A Senate bill to create a multibillion-dollar trust fund for people suffering from asbestos-related diseases failed in a test vote Thursday, but Senate leaders hope that discussions with a mediator could revive the legislation later this year.
Republicans were not able to muster enough support in the Senate to force Democrats to consider a plan to give businesses immunity from asbestos lawsuits in exchange for a $124 billion trust fund to speed money to sick people.
Sixty votes were needed to force a debate, but the vote was 50-47. Senators left open the possibility of reviving the legislation, however. “It certainly doesn’t mean this legislation is dead for all time,” said Sen. Tom Carper, D-Del.
“At least everybody is going to know where everybody stands,” said Sen. Orrin Hatch, R-Utah. “Does this mean we’re going to quit negotiating? No.”
Mediator meeting next week
The Senate’s Majority Leader, Bill Frist, R-Tenn., and Minority Leader, Tom Daschle, D-S.D., will meet next week with a mediator in hopes of coming to some kind of agreement.
While the mediation with Federal Appeals Judge Edward Becker — who has been working with Sen. Arlen Specter, R-Pa., since 2003 trying to come up with compromise legislation — won’t be binding, Daschle said if Republicans and Democrats sit down at the same table a solution might be reached.

Required action.
What comes next in the news article about the Senate asbestos trust fund bill? Continue it after its final sentence. The material after this point comes from a separate source.

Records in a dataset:
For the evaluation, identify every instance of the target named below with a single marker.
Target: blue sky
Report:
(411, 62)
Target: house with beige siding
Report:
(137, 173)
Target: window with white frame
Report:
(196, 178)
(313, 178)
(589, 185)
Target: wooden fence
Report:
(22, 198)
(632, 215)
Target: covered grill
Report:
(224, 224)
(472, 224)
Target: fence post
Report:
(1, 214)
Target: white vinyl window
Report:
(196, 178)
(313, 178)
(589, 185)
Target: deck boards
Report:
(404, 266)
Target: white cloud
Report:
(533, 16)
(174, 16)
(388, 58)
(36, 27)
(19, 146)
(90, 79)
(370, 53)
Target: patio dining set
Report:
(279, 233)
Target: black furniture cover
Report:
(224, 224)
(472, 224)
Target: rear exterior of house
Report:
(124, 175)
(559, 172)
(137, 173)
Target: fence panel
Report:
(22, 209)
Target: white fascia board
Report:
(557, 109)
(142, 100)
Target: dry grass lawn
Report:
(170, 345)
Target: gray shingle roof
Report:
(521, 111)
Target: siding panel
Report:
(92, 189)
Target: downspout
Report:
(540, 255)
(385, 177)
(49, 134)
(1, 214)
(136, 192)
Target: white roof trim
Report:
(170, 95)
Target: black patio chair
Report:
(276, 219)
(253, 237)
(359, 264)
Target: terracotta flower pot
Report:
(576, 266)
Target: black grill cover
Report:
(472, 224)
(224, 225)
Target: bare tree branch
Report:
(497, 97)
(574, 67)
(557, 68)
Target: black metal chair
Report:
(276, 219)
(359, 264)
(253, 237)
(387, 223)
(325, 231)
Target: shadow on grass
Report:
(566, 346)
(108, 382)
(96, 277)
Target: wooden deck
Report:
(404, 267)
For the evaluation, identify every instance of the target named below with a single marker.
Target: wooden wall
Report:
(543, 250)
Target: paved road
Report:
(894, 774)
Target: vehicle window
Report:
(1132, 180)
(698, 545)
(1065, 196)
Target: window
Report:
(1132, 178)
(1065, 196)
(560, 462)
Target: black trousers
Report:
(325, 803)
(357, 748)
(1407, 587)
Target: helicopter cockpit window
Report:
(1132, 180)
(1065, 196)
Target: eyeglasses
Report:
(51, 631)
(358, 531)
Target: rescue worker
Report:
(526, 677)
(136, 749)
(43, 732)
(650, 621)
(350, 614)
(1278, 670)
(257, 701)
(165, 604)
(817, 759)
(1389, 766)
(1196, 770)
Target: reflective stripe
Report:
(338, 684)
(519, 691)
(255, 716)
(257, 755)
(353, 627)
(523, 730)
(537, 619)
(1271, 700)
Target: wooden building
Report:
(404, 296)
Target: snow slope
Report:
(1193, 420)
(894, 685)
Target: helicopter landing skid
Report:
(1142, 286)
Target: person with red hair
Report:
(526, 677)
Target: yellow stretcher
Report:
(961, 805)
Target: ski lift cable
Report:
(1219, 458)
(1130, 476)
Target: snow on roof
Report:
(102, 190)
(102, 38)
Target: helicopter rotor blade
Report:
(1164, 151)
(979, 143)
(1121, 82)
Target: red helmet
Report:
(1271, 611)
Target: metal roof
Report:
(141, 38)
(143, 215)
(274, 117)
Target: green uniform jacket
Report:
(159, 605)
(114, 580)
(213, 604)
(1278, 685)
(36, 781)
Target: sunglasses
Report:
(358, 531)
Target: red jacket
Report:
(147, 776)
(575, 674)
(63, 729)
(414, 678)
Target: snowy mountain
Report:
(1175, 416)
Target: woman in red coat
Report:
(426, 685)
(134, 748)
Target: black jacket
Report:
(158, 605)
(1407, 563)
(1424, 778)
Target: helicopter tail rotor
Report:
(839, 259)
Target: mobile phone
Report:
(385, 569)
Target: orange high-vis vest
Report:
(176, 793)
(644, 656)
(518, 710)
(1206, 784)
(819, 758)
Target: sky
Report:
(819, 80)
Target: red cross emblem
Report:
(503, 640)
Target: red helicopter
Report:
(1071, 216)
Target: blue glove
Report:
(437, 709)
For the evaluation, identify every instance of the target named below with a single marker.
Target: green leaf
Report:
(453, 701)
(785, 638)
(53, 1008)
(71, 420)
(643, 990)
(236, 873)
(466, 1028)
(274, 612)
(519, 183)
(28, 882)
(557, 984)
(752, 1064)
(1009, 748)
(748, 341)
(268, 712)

Reply.
“As you know, I firmly believe that an inclusive approach holds the best promise for moving toward a consensus solution of this very contentious and consequential issue,” he said in a letter to Frist. “I am gratified that Judge Becker seconded that view, and I am pleased that you have now agreed to this approach.”
Democrats have been complaining that Republicans are trying to rush a bill through to satisfy the business and insurance lobbies, which have made ending asbestos lawsuits one of their top priorities.
Debate of who funds how much
Under the bill promoted by Frist and Hatch, the Judiciary Committee chairman, the government would set up a trust fund that could climb to as much as $124 billion. The fund, financed by businesses and insurance companies, would speed money to people with asbestos-related diseases.
Democrats argue that businesses wouldn’t be putting enough into the fund in exchange for permanent immunity from lawsuits.
“The bill before us does not reflect what is necessary to compensate the enormous number of workers who suffer from asbestos-induced disease, it reflects only what the companies who made them sick are willing to pay,” said Sen. Edward Kennedy, D-Mass.
Republicans say Democrats won’t let any bill pass because trial lawyers don’t want to lose the money they make off of asbestos legislation. “They are simply trying to stop this good bill at all costs,” Hatch said.
The Congressional Budget Office has said the bill could increase the federal deficit by $13 billion over the next decade, an estimate that could affect the vote of some of the Senate’s fiscal conservatives.
It would take 60 votes to force a debate in the Senate, which has 51 Republicans, 48 Democrats and one independent senator, Jim Jeffords of Vermont.